Dataset excerpts:
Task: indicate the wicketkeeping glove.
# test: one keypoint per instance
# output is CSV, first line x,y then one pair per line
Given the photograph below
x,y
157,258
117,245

What the task asks: Transcribe the data word for word.

Task output:
Task: indicate the wicketkeeping glove.
# test: one keypoint per instance
# output is CSV, first line x,y then one pair per line
Given the photograph below
x,y
157,258
117,245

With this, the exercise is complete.